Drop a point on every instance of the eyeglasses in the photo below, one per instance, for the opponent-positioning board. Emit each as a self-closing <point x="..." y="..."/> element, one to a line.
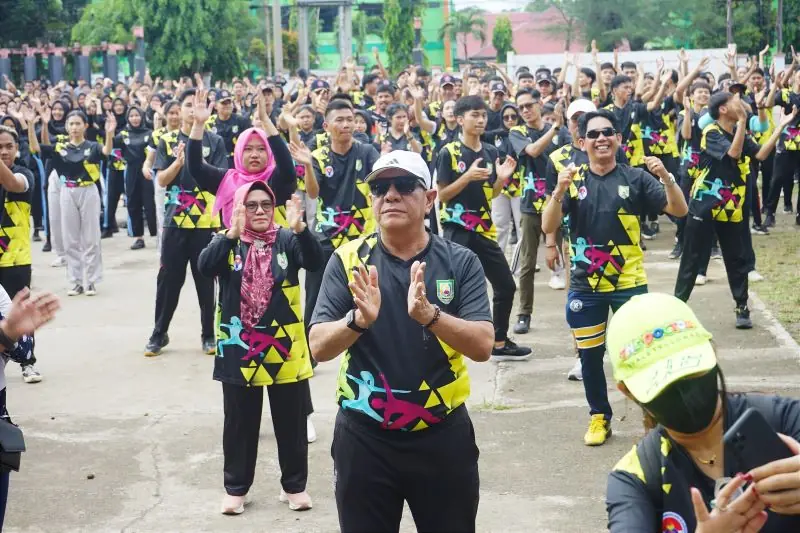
<point x="404" y="185"/>
<point x="529" y="105"/>
<point x="252" y="207"/>
<point x="605" y="132"/>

__________________________________________________

**Your goal:**
Convert every line of the items above into a Markdown table with the columns Row and Line, numbering the rows and skipping blank lines. Leave out the pictures.

**Final answer:**
| Row | Line |
|---|---|
| 1 | Drop a point on every instance of the eyeglasses in the photo below, one per instance, for the opponent-positioning board. Emit each as a self-closing <point x="..." y="..."/> element, one to a line. |
| 2 | <point x="404" y="185"/> |
| 3 | <point x="529" y="105"/> |
| 4 | <point x="252" y="207"/> |
| 5 | <point x="605" y="132"/> |